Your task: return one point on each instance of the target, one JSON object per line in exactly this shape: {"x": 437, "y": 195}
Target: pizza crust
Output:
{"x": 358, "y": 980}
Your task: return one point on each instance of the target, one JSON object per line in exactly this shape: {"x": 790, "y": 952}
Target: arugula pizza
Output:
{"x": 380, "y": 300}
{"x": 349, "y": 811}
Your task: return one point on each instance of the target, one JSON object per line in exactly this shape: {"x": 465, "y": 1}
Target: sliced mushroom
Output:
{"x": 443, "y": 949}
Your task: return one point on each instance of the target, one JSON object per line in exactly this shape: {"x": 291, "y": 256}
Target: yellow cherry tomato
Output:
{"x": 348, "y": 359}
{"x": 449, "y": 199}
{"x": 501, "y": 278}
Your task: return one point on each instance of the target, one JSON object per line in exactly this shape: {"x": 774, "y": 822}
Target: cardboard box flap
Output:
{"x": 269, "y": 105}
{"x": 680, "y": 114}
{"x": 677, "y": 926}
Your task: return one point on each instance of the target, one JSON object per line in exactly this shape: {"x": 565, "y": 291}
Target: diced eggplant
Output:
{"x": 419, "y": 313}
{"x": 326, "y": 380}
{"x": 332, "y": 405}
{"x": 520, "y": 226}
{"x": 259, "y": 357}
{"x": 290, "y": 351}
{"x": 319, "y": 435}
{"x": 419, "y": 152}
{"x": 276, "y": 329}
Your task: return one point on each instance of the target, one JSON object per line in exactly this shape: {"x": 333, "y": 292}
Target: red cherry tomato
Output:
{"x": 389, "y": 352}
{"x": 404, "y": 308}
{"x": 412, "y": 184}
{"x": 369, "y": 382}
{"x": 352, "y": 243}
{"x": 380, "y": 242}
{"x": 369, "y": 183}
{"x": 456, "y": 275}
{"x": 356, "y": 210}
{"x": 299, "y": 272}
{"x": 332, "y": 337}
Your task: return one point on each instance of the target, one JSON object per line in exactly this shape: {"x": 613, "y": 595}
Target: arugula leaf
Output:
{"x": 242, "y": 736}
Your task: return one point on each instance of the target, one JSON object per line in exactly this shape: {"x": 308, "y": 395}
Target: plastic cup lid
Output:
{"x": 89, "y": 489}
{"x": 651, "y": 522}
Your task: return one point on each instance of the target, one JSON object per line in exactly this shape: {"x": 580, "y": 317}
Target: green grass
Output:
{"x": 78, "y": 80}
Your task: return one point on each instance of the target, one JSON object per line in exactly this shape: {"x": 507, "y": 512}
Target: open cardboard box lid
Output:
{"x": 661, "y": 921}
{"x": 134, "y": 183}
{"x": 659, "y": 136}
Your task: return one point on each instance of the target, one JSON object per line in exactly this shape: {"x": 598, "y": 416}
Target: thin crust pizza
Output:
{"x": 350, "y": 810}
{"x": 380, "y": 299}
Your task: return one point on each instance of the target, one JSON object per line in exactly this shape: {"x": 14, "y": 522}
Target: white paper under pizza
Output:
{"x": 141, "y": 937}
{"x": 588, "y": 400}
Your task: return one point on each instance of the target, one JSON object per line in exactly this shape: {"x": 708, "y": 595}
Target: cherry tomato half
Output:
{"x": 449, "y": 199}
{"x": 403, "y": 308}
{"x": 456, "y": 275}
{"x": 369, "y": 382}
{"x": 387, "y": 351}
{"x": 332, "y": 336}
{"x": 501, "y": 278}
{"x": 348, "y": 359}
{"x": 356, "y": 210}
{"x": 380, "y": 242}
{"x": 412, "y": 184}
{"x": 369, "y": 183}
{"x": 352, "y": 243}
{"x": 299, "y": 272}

--

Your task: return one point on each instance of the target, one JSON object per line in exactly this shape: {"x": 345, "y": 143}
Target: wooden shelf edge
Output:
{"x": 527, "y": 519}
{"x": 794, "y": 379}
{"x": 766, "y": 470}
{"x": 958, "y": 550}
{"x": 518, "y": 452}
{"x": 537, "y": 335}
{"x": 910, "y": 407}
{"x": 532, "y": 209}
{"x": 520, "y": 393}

**WHAT NEEDS TO BE DONE**. Extract each line of the records above that contains the string "cardboard", copying every such line in full.

**RESPONSE TO THIS TASK**.
Target: cardboard box flap
Target: open cardboard box lid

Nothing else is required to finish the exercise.